* Start INFORMATION PROVIDED *

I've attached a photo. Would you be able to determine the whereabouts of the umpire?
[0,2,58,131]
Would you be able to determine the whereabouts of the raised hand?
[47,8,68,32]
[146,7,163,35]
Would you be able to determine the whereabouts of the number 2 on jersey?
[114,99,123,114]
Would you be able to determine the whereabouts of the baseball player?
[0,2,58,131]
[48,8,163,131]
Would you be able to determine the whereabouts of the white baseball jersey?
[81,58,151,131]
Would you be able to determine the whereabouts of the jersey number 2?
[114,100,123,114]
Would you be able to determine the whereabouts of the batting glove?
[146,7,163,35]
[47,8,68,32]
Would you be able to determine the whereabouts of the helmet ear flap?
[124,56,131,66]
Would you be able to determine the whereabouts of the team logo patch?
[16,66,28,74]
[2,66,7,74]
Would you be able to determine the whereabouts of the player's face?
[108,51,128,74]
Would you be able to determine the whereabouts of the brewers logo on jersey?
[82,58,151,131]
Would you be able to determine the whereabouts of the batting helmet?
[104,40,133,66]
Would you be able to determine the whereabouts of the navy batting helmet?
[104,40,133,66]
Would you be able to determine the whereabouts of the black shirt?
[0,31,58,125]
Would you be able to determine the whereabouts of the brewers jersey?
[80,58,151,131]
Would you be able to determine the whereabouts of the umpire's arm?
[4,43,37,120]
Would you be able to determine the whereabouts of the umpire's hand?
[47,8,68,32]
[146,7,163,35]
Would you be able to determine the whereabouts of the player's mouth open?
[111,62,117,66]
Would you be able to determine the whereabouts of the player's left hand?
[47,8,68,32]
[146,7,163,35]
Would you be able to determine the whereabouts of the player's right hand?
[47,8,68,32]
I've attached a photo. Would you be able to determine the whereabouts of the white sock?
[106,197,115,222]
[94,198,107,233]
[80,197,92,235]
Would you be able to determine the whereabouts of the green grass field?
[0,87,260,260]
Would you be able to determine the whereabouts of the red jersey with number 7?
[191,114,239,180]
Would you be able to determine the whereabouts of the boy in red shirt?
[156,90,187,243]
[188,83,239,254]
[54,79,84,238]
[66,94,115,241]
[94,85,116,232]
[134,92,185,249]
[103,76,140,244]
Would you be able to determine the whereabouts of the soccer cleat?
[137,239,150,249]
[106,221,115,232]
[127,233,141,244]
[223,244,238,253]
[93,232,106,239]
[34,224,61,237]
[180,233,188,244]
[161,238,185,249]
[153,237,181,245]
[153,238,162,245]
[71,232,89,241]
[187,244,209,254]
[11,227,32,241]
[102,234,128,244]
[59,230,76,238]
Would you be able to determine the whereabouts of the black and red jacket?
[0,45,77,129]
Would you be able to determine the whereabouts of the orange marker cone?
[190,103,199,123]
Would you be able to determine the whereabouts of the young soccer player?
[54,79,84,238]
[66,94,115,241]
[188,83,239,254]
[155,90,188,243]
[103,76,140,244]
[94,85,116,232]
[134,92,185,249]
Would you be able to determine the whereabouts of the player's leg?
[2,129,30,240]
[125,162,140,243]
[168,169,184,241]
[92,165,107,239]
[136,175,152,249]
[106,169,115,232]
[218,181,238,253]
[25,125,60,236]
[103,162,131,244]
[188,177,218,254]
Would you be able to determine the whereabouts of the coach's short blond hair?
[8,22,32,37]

* End INFORMATION PROVIDED *
* Start INFORMATION PROVIDED *

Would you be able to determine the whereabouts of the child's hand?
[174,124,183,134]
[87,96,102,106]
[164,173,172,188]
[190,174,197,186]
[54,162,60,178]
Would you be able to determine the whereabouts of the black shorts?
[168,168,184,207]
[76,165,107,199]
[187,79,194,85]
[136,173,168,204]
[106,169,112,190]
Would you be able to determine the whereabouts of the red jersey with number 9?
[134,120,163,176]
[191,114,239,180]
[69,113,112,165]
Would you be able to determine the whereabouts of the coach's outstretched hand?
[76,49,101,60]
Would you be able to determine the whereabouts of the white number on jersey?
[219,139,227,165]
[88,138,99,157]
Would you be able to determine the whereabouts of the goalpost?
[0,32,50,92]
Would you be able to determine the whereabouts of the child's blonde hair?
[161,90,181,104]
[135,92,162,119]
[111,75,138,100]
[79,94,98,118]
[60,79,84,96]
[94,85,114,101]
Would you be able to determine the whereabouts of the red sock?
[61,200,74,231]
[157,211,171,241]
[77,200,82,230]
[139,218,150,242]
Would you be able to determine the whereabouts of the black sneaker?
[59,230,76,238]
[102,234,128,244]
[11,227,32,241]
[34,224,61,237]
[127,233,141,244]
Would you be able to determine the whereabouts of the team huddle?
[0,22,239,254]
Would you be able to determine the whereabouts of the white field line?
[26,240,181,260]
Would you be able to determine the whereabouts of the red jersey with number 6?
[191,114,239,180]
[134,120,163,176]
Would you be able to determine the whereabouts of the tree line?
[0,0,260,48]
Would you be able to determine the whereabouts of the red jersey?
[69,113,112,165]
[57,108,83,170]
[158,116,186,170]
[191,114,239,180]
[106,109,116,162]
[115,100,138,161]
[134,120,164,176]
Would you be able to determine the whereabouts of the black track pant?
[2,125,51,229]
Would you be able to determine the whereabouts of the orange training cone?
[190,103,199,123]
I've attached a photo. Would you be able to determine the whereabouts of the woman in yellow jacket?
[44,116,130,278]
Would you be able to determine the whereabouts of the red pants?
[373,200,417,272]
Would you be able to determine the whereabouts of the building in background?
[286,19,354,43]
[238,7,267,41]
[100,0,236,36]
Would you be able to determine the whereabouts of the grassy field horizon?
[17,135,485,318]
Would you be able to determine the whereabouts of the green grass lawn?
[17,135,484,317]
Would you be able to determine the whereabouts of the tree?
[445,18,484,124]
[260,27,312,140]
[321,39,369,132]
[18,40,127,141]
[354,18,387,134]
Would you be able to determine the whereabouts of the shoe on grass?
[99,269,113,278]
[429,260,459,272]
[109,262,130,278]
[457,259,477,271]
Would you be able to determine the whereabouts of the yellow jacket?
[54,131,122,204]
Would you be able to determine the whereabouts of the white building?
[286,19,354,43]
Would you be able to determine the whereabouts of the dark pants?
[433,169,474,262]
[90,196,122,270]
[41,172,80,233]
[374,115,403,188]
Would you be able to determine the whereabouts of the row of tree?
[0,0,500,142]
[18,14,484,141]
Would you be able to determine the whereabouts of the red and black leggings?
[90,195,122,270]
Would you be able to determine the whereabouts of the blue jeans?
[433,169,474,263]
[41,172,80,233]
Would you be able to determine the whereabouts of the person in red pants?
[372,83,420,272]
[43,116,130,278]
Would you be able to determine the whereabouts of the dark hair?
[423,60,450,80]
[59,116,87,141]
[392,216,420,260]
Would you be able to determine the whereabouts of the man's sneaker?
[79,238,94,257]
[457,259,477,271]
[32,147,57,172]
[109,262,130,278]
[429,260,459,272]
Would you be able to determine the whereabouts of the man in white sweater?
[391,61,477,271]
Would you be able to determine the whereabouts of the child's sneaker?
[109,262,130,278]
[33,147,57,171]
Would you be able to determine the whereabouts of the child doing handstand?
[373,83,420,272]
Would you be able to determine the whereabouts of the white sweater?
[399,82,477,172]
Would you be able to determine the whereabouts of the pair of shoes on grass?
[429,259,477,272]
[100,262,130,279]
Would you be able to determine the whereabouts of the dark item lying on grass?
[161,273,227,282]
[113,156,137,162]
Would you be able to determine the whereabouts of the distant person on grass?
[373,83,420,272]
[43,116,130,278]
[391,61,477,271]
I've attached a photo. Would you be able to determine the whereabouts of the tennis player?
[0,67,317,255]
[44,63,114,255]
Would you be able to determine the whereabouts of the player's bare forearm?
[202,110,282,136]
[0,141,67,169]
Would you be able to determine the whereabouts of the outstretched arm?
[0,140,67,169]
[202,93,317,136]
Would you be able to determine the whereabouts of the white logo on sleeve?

* End INFORMATION PROVIDED *
* Start INFORMATION PROVIDED *

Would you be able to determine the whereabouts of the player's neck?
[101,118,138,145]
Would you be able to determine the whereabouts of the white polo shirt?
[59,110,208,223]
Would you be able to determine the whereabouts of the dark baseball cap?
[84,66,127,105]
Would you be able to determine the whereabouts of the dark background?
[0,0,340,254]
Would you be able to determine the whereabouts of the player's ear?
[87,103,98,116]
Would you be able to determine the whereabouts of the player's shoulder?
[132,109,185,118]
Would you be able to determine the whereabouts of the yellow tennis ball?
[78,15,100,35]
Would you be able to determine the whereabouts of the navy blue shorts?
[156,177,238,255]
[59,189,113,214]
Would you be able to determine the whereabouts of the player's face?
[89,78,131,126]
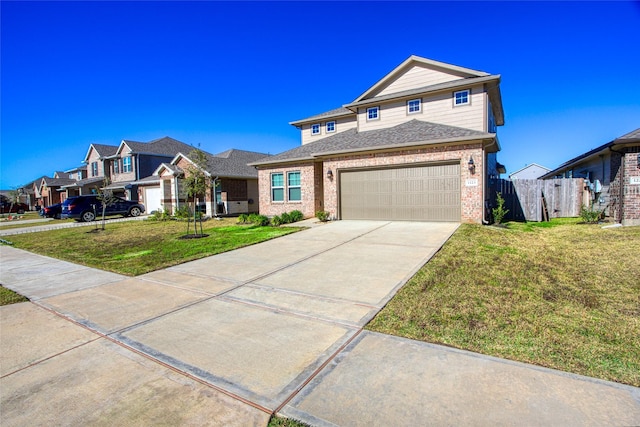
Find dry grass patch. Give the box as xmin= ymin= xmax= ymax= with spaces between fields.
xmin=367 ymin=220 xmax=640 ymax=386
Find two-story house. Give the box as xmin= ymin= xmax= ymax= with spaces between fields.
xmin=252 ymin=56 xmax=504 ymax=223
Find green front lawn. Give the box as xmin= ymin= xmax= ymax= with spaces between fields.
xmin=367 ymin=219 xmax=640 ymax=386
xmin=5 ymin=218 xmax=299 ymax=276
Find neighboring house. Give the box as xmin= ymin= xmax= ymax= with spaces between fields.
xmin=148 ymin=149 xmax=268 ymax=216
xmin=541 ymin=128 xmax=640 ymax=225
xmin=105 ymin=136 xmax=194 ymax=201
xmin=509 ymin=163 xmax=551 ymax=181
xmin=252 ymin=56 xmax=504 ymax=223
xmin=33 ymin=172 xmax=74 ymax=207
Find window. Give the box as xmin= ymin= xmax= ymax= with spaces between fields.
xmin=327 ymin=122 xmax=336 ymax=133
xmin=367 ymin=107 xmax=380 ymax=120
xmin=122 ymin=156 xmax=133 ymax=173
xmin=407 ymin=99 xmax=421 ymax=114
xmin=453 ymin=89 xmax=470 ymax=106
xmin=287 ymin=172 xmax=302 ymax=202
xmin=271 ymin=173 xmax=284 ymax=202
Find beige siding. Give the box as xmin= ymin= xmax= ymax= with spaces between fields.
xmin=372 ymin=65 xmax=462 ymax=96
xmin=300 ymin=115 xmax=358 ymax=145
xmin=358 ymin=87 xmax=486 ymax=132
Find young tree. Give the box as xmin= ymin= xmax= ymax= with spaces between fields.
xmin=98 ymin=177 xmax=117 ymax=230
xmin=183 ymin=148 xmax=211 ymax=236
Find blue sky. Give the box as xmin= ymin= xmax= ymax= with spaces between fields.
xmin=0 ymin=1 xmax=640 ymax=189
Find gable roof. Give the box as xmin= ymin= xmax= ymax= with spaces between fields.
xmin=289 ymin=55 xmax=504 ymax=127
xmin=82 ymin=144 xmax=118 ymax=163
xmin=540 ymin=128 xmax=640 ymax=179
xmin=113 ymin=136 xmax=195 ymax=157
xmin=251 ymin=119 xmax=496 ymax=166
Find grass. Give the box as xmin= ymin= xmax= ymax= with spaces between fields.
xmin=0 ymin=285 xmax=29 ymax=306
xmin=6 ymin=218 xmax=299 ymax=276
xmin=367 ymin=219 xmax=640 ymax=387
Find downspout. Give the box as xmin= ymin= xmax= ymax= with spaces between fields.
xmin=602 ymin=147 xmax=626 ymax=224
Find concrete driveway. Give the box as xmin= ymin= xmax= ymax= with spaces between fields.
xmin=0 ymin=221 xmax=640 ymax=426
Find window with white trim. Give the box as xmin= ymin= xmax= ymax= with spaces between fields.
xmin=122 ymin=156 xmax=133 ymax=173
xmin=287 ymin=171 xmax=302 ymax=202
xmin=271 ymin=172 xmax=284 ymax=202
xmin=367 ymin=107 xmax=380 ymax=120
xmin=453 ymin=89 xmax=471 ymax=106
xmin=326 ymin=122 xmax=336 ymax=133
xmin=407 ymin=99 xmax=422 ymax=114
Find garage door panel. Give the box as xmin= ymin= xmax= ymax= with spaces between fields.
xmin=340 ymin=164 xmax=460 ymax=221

* End INFORMATION PROVIDED *

▶ THE PROBLEM: Format the records as a Markdown table, starting at the line containing "white polo shirt?" and ending at the line containing "[78,15,100,35]". Use the columns Row and Record, numbering each line and leaving out any blank lines.

▶ REPLY TO THE EXERCISE:
| Row | Record |
|---|---|
| 1 | Would you be able to determine the whereabouts of the white polo shirt? |
| 2 | [59,110,208,223] |
| 3 | Would you be able to determine the whereabouts of the dark baseball cap? |
| 4 | [84,66,127,105] |
| 5 | Would you be able to determine the whereabouts of the dark background? |
| 6 | [0,0,340,254] |
| 7 | Would you be able to determine the whereabouts of the player's ear? |
| 8 | [87,103,98,116] |
| 9 | Would you be able to determine the whereabouts of the player's shoulder? |
| 10 | [132,109,185,118] |
| 11 | Would you be able to determine the whereabouts of the yellow tennis ball? |
| 12 | [78,15,100,35] |